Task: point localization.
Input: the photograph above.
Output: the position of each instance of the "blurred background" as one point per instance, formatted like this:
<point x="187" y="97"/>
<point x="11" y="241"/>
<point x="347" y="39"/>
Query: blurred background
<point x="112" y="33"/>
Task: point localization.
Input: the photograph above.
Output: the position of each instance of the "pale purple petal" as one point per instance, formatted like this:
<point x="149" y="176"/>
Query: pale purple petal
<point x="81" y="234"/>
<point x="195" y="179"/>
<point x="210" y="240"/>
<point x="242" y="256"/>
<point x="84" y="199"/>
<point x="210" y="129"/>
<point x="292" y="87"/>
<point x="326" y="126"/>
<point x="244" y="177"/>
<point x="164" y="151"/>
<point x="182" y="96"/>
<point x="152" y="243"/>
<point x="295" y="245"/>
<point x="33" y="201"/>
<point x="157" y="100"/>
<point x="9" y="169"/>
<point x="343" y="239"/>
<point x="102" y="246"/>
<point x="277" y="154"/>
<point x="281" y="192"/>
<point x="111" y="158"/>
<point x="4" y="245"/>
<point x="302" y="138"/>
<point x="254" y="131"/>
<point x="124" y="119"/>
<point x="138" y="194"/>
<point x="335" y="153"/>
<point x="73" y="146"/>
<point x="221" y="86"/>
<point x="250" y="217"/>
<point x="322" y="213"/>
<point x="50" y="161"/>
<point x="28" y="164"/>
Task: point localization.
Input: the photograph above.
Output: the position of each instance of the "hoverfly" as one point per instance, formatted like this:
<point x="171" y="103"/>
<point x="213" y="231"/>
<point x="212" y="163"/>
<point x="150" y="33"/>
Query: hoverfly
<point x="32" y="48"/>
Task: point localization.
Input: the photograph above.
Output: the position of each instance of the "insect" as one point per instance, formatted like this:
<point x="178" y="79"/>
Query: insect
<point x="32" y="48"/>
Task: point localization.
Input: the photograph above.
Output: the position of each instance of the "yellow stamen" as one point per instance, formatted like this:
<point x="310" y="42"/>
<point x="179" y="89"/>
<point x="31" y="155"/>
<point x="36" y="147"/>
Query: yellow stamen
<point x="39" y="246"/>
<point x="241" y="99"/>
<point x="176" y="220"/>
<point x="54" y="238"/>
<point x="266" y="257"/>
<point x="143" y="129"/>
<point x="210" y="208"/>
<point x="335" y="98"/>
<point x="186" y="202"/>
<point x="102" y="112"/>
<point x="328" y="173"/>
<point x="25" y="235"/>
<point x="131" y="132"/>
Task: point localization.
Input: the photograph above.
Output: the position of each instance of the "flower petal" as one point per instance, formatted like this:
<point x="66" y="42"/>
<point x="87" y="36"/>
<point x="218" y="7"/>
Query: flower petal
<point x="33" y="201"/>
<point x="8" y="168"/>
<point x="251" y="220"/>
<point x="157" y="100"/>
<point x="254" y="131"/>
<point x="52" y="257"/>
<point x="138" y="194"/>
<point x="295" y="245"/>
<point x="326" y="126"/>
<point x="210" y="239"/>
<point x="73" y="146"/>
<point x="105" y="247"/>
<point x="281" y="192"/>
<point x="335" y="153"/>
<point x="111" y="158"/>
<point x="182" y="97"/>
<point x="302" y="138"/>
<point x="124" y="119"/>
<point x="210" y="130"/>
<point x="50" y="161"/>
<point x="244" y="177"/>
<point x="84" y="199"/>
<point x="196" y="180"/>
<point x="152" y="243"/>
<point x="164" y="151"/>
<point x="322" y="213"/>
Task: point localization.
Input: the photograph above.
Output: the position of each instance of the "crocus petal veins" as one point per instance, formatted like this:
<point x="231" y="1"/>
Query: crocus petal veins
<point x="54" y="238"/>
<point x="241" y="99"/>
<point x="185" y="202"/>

__Task instructions__. Extract, word for word, each line of the listing above.

__Output for this exercise__.
Task: point localization.
Input: the photograph above.
Output: the position of each instance of the "blurred background" as one point per instance, formatted like this:
<point x="187" y="97"/>
<point x="11" y="241"/>
<point x="347" y="39"/>
Query: blurred background
<point x="112" y="33"/>
Task: point localization.
Input: the photograph above.
Output: the position of each instance of the "pale purple petal" as one point per instance, formatted like this:
<point x="149" y="176"/>
Query: pale purple petal
<point x="81" y="234"/>
<point x="195" y="179"/>
<point x="210" y="240"/>
<point x="242" y="256"/>
<point x="84" y="199"/>
<point x="210" y="129"/>
<point x="292" y="87"/>
<point x="326" y="126"/>
<point x="244" y="177"/>
<point x="164" y="151"/>
<point x="182" y="96"/>
<point x="152" y="243"/>
<point x="295" y="245"/>
<point x="33" y="201"/>
<point x="157" y="100"/>
<point x="9" y="169"/>
<point x="343" y="239"/>
<point x="102" y="246"/>
<point x="277" y="154"/>
<point x="281" y="192"/>
<point x="111" y="158"/>
<point x="4" y="245"/>
<point x="302" y="138"/>
<point x="254" y="131"/>
<point x="124" y="119"/>
<point x="138" y="194"/>
<point x="335" y="153"/>
<point x="73" y="146"/>
<point x="221" y="86"/>
<point x="250" y="217"/>
<point x="322" y="213"/>
<point x="50" y="161"/>
<point x="28" y="164"/>
Task: point localization.
Input: the photograph above.
Output: the position of each instance of the "hoverfly" as one point per instance, formatted like this:
<point x="171" y="103"/>
<point x="213" y="231"/>
<point x="212" y="163"/>
<point x="150" y="33"/>
Query: hoverfly
<point x="32" y="48"/>
Task: point localization.
Input: the photograph above.
Output: the position of each instance of the "insect" as one point per instance, formatted like this:
<point x="178" y="79"/>
Query: insect
<point x="32" y="48"/>
Task: point localization.
Input: the photograph above.
Output: the position of each instance of the "yellow stamen" as one point per instance, formatted like this:
<point x="310" y="42"/>
<point x="179" y="89"/>
<point x="31" y="155"/>
<point x="36" y="147"/>
Query: yellow stamen
<point x="39" y="246"/>
<point x="241" y="99"/>
<point x="176" y="220"/>
<point x="54" y="238"/>
<point x="266" y="257"/>
<point x="143" y="129"/>
<point x="210" y="208"/>
<point x="335" y="98"/>
<point x="186" y="202"/>
<point x="102" y="112"/>
<point x="328" y="173"/>
<point x="25" y="235"/>
<point x="131" y="132"/>
Task: point localization.
Input: the photograph above.
Output: the position of each instance of the "flower petal" as one point per instance, formatted like this:
<point x="66" y="42"/>
<point x="87" y="36"/>
<point x="218" y="7"/>
Query: flower petal
<point x="33" y="201"/>
<point x="8" y="168"/>
<point x="251" y="220"/>
<point x="157" y="100"/>
<point x="254" y="131"/>
<point x="52" y="257"/>
<point x="138" y="194"/>
<point x="295" y="245"/>
<point x="326" y="126"/>
<point x="210" y="239"/>
<point x="73" y="146"/>
<point x="105" y="247"/>
<point x="281" y="192"/>
<point x="335" y="153"/>
<point x="111" y="158"/>
<point x="182" y="97"/>
<point x="302" y="138"/>
<point x="124" y="119"/>
<point x="210" y="130"/>
<point x="50" y="161"/>
<point x="244" y="177"/>
<point x="84" y="199"/>
<point x="196" y="180"/>
<point x="152" y="243"/>
<point x="164" y="151"/>
<point x="322" y="213"/>
Task: point localization.
Input: the photograph above.
Output: the position of each instance of the "crocus petal veins" as one point per instance, formatted like this:
<point x="231" y="1"/>
Query: crocus petal veins
<point x="54" y="238"/>
<point x="241" y="99"/>
<point x="185" y="202"/>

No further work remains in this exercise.